— start of Excerpt —
Long Distance

Wednesday, August 29, 2018

Midnight Navel Gazing: Thoughts on Being "Out"

My boi wrote this, I want to say for me. It reflects an assignment I gave him. It is just not accurate though to say that it is for me. I give him assignments that I believe bring out or showcase his strengths and his best. In turn, witnessing his best, that is for me. I am never disappointed, his best is beautiful.
We need a name to refer to my boi. We're working on it. I could, I believe I have consent, I could just state his name. He is pretty much as out in his life as I am in mine. Actually, he's kind-of more out in his life than I am in mine. I have no closets left of my own, but the nature of my business mandates that I safe guard other people's closets.
It is unfortunate that some people can not be out. Is this a spot where I need to remember that the language, the concepts that are part of my every day life, are not part of everyone's? The concept of "out" seems so basic to me. I learned the term in like 1987 or so, didn't everyone get the memo? Maybe if you're straight, monogamous, vanilla, believe that gender is binary, a follower of a mainstream religion, and the 101 things that many people aren't and feel unsafe disclosing, maybe you have no idea what it being out means. Congratulations, you're also probably a muggle. No judgment, but no magic for you either. Sorry, I don't usually harbor contempt for muggles, and I didn't mean to hurt your feelings. But there was some muggle-based friction in my Boi's life tonight, and I am still a bit angry about it. Angry that I couldn't stop it from touching him. It was thankfully nothing physically unsafe, and he handled it beautifully. But nonetheless it upsets me that he had to.
— end of Excerpt —
— start of Raw data —
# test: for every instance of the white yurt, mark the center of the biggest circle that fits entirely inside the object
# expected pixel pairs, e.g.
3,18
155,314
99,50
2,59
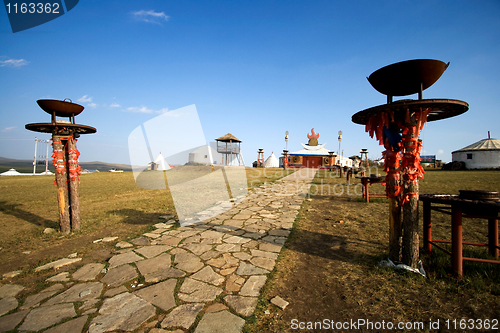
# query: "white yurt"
272,162
484,154
161,163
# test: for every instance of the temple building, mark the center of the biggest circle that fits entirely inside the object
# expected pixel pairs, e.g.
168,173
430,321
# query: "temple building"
314,155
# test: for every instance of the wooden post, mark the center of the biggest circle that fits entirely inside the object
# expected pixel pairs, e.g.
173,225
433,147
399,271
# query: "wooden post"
61,182
456,240
74,184
394,229
493,236
410,199
427,227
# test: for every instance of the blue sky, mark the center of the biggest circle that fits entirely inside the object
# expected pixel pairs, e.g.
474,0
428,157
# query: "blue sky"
252,68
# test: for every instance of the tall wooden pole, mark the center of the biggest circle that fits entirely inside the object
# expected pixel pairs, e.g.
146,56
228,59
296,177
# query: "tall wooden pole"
74,183
394,229
410,194
59,162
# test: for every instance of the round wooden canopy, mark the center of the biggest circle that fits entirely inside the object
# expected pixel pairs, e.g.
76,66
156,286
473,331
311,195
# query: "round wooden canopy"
407,77
61,108
440,109
60,128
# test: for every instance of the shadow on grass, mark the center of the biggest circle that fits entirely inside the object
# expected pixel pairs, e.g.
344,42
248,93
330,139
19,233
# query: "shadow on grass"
134,216
327,246
318,244
14,210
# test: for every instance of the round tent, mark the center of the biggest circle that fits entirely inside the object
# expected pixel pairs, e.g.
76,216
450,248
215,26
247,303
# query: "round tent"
272,162
162,163
484,154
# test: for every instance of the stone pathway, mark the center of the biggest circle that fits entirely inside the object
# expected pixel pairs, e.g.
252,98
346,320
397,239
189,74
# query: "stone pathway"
166,279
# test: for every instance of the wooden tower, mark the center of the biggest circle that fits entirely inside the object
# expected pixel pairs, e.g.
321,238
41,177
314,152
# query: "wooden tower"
230,148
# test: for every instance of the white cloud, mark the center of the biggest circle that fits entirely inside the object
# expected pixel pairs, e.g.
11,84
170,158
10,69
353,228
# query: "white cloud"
13,63
8,129
150,16
141,109
85,99
144,109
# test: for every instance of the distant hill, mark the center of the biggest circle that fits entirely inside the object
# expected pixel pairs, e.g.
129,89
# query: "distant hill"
24,166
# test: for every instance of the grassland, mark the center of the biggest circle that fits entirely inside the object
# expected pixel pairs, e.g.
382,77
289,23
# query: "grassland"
327,270
329,267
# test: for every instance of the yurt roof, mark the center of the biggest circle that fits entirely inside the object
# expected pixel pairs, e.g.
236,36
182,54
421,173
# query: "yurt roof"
228,137
272,162
486,144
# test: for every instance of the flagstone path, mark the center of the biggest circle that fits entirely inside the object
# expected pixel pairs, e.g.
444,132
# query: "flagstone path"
166,279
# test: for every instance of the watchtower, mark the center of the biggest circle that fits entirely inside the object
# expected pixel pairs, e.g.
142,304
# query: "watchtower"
230,148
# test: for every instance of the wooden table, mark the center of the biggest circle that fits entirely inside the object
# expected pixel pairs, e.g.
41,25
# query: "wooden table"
459,208
367,182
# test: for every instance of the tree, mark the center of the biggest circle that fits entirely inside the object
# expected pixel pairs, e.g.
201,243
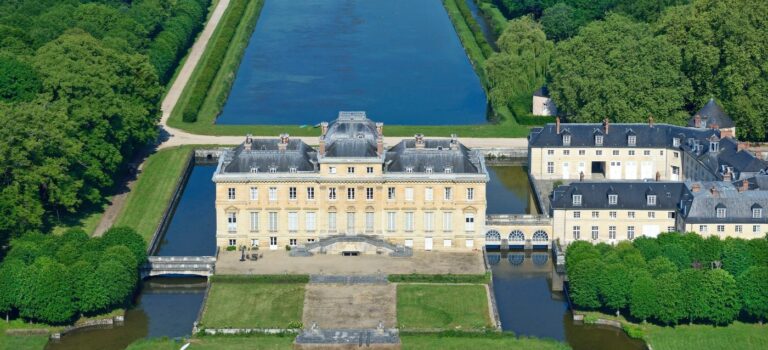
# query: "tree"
618,69
753,288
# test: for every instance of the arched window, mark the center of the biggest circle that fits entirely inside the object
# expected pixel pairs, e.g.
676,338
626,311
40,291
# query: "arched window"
516,236
540,236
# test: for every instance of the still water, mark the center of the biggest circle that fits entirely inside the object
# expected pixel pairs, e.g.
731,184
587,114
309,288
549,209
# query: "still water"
399,60
521,285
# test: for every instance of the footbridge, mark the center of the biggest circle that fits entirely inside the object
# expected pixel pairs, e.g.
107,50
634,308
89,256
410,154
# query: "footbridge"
179,265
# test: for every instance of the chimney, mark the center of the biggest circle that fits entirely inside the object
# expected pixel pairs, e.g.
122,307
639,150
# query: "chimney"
248,142
283,145
419,140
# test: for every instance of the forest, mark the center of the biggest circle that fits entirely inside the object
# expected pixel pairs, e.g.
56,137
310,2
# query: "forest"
672,279
80,88
627,60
— end of Raw data —
● **Job**:
Can you give everything in the blog post from "Wednesday, August 29, 2018" down to "best is beautiful." again, substituting "lovely" for "beautiful"? You can leave the lines above aside; they aren't needed here.

● **Output**:
Wednesday, August 29, 2018

Midnight Navel Gazing: Thoughts on Being "Out"

My boi wrote this, I want to say for me. It reflects an assignment I gave him. It is just not accurate though to say that it is for me. I give him assignments that I believe bring out or showcase his strengths and his best. In turn, witnessing his best, that is for me. I am never disappointed, his best is lovely.